• **INPUT MATERIAL**:
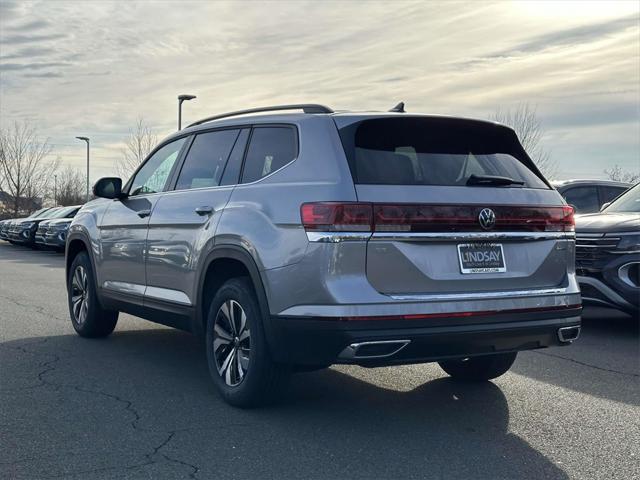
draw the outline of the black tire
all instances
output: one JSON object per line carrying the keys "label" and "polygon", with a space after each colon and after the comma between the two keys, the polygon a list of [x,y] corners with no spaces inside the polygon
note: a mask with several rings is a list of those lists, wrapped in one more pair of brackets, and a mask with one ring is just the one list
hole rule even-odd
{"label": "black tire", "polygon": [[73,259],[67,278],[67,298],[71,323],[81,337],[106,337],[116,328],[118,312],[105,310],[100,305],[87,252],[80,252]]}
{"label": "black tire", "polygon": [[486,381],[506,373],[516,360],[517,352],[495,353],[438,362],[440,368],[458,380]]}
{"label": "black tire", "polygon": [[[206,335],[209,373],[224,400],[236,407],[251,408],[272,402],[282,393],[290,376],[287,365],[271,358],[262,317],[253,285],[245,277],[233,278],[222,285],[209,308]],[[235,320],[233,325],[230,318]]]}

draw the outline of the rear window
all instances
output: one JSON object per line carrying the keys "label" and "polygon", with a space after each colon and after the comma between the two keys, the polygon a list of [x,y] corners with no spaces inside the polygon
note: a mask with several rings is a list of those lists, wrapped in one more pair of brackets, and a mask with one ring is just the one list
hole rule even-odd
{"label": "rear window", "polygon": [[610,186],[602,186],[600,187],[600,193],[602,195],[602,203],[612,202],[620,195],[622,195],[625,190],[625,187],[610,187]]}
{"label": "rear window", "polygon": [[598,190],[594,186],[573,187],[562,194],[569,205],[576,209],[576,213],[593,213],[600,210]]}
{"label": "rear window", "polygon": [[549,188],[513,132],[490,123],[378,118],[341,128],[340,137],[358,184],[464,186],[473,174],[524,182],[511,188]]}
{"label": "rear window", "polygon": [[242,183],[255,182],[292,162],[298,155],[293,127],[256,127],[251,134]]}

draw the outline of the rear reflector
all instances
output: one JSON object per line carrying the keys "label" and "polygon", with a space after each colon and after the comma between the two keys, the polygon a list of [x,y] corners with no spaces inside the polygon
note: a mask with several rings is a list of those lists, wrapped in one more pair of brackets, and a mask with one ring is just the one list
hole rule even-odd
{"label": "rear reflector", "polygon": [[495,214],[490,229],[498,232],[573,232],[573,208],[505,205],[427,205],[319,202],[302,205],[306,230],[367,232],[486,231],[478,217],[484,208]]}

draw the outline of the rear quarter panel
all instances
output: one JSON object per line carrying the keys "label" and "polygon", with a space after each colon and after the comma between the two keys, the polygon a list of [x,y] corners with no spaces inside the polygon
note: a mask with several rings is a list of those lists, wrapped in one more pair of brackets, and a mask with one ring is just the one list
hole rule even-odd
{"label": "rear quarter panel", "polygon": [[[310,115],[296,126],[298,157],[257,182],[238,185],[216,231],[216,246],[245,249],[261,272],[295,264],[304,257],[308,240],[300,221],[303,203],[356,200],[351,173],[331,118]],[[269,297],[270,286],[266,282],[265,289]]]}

...

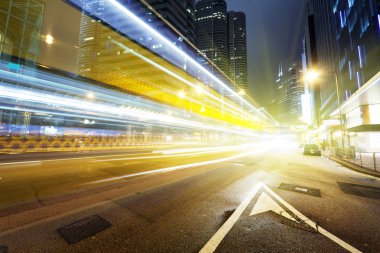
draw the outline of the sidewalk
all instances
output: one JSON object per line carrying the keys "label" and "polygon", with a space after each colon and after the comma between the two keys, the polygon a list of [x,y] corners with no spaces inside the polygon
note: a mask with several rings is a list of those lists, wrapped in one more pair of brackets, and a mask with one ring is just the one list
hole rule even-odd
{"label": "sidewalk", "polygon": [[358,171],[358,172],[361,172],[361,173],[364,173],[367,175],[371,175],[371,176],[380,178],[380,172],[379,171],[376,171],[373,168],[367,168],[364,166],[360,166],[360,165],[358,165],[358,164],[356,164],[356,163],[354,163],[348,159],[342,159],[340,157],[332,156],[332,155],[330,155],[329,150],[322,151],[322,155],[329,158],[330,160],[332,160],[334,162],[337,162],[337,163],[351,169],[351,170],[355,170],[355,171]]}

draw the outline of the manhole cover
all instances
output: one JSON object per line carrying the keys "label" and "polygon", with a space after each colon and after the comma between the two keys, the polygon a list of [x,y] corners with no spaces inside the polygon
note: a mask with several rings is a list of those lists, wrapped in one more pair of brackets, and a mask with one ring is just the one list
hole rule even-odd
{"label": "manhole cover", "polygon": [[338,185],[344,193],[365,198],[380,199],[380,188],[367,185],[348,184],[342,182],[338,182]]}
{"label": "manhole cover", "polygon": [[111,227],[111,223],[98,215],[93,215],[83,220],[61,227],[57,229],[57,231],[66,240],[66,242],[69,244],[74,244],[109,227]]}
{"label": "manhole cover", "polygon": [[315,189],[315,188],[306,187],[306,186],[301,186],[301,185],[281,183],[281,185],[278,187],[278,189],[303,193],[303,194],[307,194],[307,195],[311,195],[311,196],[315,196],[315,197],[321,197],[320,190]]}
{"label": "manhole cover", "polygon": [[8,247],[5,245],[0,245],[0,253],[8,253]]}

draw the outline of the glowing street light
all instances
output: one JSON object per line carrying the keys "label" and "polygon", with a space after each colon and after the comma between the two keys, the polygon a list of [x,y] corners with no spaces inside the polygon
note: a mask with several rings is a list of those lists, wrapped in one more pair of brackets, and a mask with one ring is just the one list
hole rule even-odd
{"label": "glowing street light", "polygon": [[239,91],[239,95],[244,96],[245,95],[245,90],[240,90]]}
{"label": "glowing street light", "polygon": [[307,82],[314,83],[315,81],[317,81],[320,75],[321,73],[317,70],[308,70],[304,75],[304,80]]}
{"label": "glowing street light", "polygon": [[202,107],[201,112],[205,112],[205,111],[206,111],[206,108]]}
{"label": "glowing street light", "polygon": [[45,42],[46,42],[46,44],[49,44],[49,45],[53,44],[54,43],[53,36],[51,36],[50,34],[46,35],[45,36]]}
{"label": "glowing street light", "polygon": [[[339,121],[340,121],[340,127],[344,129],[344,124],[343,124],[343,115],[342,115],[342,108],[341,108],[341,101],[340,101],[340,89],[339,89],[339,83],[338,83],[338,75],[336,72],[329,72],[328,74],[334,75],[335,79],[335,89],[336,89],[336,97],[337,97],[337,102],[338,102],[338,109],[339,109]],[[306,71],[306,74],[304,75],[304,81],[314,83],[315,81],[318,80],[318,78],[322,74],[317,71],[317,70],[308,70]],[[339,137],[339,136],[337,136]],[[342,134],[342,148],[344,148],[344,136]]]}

• **PROBLEM REQUIREMENTS**: Scan the material above for the string "outline". Return each line where it occurs.

• **RESULT FOR THIS TASK**:
draw the outline of the black tire
draw the outline of the rear window
draw the outline of the rear reflector
draw the outline of the rear quarter panel
draw the outline of the sidewalk
draw the outline of the manhole cover
draw the outline of the glowing street light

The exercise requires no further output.